WHAT YOU SHOULD DO
Only the lines from the one containing "jeans with a single pin per instance." through the last line of the listing are to be given again, exactly as they appear.

INFORMATION SHOWN
......
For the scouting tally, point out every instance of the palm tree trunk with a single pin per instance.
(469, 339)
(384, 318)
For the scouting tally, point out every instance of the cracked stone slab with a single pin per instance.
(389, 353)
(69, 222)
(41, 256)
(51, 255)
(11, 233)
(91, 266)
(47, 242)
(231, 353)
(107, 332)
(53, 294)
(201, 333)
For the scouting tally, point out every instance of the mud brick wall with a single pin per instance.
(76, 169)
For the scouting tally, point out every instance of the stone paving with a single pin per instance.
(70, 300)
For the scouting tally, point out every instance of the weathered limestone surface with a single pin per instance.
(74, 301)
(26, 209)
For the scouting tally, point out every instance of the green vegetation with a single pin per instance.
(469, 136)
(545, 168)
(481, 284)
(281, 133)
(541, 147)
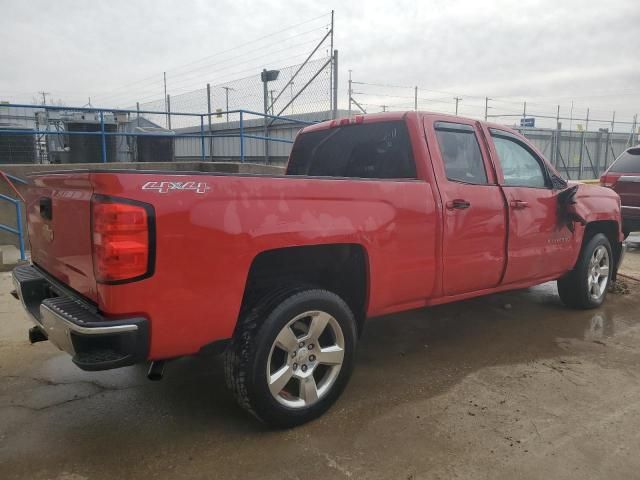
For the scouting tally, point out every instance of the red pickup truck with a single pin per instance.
(375, 214)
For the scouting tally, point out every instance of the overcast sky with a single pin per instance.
(546, 52)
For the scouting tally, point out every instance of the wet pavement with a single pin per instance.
(512, 385)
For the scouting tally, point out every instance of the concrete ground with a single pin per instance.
(509, 386)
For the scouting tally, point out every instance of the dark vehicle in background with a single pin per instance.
(623, 176)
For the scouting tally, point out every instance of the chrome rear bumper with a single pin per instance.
(94, 342)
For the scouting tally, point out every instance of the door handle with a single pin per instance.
(458, 204)
(519, 204)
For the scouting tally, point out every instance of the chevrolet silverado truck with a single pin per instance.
(375, 214)
(623, 176)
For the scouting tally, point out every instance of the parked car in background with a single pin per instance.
(376, 214)
(623, 176)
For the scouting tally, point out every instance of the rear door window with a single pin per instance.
(368, 150)
(461, 153)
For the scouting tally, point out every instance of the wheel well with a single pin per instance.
(339, 268)
(611, 230)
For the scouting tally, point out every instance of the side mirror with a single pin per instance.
(558, 182)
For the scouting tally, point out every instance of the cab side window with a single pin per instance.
(519, 166)
(461, 153)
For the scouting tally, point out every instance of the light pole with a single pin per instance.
(267, 76)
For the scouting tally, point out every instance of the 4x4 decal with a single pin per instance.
(166, 187)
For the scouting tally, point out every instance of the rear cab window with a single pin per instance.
(627, 162)
(379, 150)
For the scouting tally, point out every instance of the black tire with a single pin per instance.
(574, 287)
(246, 359)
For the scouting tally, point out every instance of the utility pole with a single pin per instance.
(613, 121)
(334, 107)
(164, 75)
(350, 93)
(209, 117)
(333, 73)
(457, 99)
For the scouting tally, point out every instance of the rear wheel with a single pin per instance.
(292, 356)
(586, 285)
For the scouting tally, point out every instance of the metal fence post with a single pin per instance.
(202, 137)
(241, 138)
(20, 233)
(103, 137)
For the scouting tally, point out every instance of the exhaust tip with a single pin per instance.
(36, 335)
(156, 370)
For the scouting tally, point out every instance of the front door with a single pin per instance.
(539, 244)
(474, 232)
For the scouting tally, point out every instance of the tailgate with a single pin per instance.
(59, 224)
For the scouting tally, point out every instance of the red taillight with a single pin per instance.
(122, 239)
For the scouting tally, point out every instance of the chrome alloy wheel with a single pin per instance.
(598, 272)
(305, 359)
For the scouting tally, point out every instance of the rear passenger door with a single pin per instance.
(474, 233)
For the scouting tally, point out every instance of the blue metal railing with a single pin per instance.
(104, 134)
(17, 203)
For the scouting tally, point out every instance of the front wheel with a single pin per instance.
(292, 356)
(586, 285)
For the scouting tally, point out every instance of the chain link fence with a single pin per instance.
(302, 88)
(577, 141)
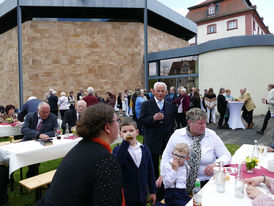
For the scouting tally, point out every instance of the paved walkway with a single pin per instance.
(247, 136)
(243, 136)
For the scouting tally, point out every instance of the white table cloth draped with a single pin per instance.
(18, 155)
(210, 197)
(235, 121)
(8, 130)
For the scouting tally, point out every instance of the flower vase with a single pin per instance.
(249, 170)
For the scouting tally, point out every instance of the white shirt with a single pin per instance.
(212, 150)
(63, 103)
(172, 178)
(158, 103)
(136, 153)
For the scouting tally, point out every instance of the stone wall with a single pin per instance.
(67, 55)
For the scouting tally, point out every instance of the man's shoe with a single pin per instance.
(260, 132)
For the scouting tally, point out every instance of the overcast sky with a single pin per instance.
(265, 8)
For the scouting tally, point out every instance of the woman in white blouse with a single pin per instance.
(63, 104)
(206, 148)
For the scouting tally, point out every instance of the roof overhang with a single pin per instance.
(159, 16)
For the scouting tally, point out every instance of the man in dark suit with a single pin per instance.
(72, 116)
(39, 125)
(53, 100)
(221, 106)
(156, 116)
(30, 106)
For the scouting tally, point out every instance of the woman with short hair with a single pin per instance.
(89, 174)
(63, 104)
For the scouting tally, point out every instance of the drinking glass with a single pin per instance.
(57, 131)
(162, 112)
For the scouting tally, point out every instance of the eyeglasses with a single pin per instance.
(116, 120)
(179, 156)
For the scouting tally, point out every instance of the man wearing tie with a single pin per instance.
(157, 116)
(39, 125)
(72, 116)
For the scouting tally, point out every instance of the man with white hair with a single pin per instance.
(53, 100)
(30, 106)
(248, 108)
(90, 99)
(156, 116)
(39, 125)
(74, 115)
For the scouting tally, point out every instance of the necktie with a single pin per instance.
(38, 128)
(160, 104)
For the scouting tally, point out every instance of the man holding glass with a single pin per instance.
(74, 115)
(156, 116)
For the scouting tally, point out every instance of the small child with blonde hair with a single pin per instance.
(174, 176)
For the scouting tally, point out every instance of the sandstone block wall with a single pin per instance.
(68, 55)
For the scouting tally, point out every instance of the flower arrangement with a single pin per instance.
(251, 162)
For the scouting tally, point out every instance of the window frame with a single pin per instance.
(211, 9)
(211, 25)
(230, 21)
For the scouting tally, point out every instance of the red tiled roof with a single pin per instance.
(224, 7)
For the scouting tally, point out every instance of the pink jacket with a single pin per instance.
(264, 200)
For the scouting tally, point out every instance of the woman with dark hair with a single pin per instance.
(89, 174)
(110, 99)
(195, 100)
(9, 115)
(120, 104)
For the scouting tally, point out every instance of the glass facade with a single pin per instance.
(175, 72)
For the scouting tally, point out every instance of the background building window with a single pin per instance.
(233, 24)
(211, 28)
(211, 10)
(152, 68)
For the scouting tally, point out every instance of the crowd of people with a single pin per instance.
(174, 126)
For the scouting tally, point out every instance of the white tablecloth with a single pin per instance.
(210, 197)
(8, 130)
(235, 120)
(18, 155)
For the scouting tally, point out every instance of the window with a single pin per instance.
(233, 24)
(211, 28)
(211, 10)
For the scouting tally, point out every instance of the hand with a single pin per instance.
(44, 137)
(158, 116)
(209, 169)
(175, 164)
(152, 199)
(252, 192)
(159, 181)
(254, 181)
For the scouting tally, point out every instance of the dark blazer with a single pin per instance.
(70, 118)
(221, 104)
(136, 180)
(88, 175)
(156, 134)
(53, 100)
(28, 107)
(29, 127)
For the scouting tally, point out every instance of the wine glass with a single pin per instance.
(57, 132)
(162, 112)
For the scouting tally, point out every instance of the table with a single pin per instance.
(210, 197)
(235, 120)
(8, 130)
(18, 155)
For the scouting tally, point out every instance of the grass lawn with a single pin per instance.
(28, 197)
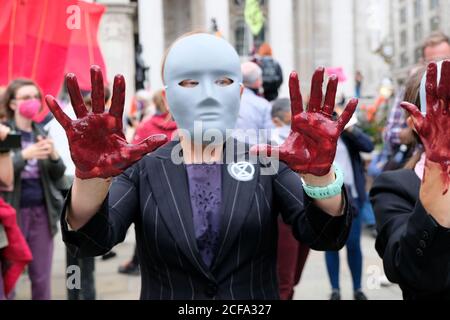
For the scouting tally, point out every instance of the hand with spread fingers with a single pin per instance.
(310, 148)
(432, 128)
(97, 143)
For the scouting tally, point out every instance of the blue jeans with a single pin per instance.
(367, 214)
(354, 257)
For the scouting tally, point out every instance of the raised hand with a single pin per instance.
(97, 143)
(432, 128)
(310, 148)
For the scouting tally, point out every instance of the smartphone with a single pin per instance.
(12, 141)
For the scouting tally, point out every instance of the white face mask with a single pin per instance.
(203, 77)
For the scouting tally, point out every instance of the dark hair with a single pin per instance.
(10, 94)
(280, 106)
(412, 95)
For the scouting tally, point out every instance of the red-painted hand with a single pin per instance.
(97, 143)
(310, 148)
(432, 128)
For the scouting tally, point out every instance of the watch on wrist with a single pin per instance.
(328, 191)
......
RESULT
For the scouting tally, point out every instance of the blue jeans with a single pin per instance.
(367, 214)
(354, 257)
For the scouting tally, point out every instance of the raised hand with a single pin per instance.
(97, 143)
(432, 128)
(310, 148)
For the scouting tally, point out every instance of the smartphone with a single pin per instance.
(12, 141)
For the scouting tally, point out every instance of the white face mask with a single pin per instance.
(203, 77)
For the scouting tally, point out every instance of the dark hair with a single pin per instance.
(10, 94)
(280, 106)
(412, 95)
For the scouting tally, point out every instance of the red-painted hand with a single pin per instance.
(97, 143)
(310, 148)
(432, 128)
For the scouting tally, point out every instance of the watch on wrist with a single pin per instance.
(328, 191)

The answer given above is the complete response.